Problem statement: In the recursive descent parser post below, reproduce word for word the passage that begins at the words "Here is my solution, a" and stops after the words "return self.new(expr).compile.unpack('C*')".

Document excerpt:
Here is my solution, a simple recursive descent parser. It's a bit more
code than is strictly necessary because it is loosely modeled after a
parser for a real language I have written recently.
require 'English'
class Compiler
def self.compile(expr)
return self.new(expr).compile.unpack('C*')
end
def initialize(expr)
# a very simple tokenizer
@tok = []
until expr.empty?
case expr
when /\A\s+/ # skip whitespace
# don't tokenize '1-1' as '1', '-1'
when (@tok.last.is_a? Integer) ? /\A\d+/ : /\A\-?\d+/
@tok << $MATCH.to_i
# any other character and '**' are literal tokens
when /\A\*\*|./
@tok << $MATCH
end
expr = $POSTMATCH
end
end
def compile
code = compile_expr(0)
raise "syntax error" unless @tok.empty?
return code
end
private
OPS = {'+'=>0xa, '-'=>0xb, '*'=>0xc, '**'=>0xd, '/'=>0xe, '%'=>0xf}
def compile_expr(level)
# get the tokens to parse at this precedence level
tok = [['+', '-'], ['*', '/', '%'], ['**']][level]
if tok
# if we are to actually parse a bi-op, do so
left = compile_expr(level + 1)
# for left-associative ops, find as many ops in a row as possible
while tok.include?(@tok.first)
op = OPS[@tok.shift]
# '**' is right-associative, so add a special case for that
right = compile_expr(op == OPS['**'] ? level : level + 1)
left << right + op.chr
end
return left
end
# if we are at a level higher than the ops, try to parse an
# atomic - either a numeral or an expression in paranthesis
tok = @tok.shift
if tok == '('
expr = compile_expr(0)
raise "')' expected" unless @tok.shift == ')'
return expr
end
raise 'number expected' unless tok.is_a? Integer
return (tok < -32768 || tok > 32767) ? [2, tok].pack('CN') :
[1, tok].pack('Cn')
end
end
if $0 == __FILE__
p Compiler.compile(ARGV[0])
end

Entries from a pointing dataset
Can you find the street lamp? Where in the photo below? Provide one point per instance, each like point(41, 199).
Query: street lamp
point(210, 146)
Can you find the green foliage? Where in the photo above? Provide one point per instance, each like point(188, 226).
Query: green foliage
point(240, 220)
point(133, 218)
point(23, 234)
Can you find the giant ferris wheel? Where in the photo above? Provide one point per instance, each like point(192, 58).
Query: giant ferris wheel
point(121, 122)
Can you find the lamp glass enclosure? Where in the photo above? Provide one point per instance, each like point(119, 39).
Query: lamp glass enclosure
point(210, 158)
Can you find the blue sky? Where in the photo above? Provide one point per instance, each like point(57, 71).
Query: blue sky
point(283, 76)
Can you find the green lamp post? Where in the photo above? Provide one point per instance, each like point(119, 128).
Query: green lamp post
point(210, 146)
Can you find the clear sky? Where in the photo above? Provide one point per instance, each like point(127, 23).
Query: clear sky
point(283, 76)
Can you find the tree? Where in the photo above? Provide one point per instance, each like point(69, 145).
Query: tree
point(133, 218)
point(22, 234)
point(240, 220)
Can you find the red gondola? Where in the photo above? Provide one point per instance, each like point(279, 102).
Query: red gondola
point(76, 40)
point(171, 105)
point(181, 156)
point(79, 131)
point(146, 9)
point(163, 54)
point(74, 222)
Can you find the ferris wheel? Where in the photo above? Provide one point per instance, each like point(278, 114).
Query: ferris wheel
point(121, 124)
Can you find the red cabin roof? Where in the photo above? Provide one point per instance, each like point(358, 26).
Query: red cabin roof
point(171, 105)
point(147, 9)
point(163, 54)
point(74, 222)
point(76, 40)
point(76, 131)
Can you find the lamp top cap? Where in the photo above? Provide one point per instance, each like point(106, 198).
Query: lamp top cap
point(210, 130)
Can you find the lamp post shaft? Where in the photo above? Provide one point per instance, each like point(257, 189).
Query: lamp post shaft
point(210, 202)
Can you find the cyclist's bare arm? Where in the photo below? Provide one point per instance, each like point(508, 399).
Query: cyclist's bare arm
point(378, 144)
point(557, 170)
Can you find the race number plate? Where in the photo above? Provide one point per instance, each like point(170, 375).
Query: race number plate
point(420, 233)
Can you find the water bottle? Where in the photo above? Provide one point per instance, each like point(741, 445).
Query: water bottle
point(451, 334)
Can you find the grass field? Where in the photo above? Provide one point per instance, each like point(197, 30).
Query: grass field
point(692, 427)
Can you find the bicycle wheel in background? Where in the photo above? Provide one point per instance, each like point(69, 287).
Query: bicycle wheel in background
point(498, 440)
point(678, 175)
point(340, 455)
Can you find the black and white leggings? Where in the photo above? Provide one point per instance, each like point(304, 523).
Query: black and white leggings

Task response:
Here is my solution, a simple recursive descent parser. It's a bit more
code than is strictly necessary because it is loosely modeled after a
parser for a real language I have written recently.
require 'English'
class Compiler
def self.compile(expr)
return self.new(expr).compile.unpack('C*')